§ TO DO
For the word "body", state the number of lines in the data that contain it, and nothing else.

§ PROVIDED RECORDS
=-=-=
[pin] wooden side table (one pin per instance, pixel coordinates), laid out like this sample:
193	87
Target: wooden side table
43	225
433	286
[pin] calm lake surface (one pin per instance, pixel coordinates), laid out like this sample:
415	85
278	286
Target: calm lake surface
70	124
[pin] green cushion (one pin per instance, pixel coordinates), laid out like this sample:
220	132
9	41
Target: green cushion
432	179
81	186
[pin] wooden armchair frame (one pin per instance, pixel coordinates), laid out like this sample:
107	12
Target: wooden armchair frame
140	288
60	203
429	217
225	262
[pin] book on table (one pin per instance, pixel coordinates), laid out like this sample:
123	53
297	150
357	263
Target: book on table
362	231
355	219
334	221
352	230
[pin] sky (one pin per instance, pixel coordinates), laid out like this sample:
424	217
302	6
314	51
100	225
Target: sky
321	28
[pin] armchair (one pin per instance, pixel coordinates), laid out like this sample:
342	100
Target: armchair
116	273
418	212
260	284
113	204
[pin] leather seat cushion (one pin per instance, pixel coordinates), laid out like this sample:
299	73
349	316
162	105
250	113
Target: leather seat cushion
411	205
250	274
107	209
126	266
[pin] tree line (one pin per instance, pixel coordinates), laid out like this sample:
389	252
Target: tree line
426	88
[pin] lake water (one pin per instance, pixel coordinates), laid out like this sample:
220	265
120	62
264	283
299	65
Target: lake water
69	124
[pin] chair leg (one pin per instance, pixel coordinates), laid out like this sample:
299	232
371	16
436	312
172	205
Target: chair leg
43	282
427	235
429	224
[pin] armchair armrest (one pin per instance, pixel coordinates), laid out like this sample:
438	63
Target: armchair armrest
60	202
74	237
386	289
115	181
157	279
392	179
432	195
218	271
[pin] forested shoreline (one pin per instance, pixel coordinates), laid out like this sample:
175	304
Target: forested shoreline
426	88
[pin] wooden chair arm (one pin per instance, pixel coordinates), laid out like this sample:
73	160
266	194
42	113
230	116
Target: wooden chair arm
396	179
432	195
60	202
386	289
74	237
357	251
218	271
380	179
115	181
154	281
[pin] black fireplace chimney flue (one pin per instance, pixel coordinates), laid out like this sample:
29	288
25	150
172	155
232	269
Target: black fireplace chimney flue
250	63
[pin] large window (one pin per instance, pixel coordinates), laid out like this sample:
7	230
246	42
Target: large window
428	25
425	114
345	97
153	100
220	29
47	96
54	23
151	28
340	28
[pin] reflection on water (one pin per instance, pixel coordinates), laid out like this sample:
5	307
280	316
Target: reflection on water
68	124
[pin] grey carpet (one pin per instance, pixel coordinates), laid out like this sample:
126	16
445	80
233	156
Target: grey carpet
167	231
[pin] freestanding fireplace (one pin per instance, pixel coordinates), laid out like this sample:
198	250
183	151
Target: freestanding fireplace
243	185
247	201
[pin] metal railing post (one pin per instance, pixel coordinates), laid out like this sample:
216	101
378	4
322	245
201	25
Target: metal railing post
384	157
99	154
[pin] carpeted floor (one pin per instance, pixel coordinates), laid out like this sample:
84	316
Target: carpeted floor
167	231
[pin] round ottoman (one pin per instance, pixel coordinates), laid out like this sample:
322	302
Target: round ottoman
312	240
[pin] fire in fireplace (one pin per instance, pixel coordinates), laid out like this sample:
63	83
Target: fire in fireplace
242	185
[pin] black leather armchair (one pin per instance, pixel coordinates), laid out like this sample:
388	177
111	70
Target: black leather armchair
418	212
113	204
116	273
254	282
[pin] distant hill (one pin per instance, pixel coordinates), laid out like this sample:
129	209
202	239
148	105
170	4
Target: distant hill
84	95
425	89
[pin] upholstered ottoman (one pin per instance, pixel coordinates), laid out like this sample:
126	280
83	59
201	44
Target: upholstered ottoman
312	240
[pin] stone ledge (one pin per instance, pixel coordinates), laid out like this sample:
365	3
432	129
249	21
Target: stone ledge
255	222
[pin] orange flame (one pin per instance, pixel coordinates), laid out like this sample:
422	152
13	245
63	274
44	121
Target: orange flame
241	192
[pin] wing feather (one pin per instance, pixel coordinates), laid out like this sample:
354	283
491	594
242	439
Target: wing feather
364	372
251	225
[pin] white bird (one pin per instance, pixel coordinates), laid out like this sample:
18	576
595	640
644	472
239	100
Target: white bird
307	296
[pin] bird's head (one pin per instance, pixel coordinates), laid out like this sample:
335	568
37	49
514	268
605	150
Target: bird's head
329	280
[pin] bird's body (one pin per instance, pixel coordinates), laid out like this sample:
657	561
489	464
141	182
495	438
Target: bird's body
=-=-=
§ PROBLEM SOLUTION
2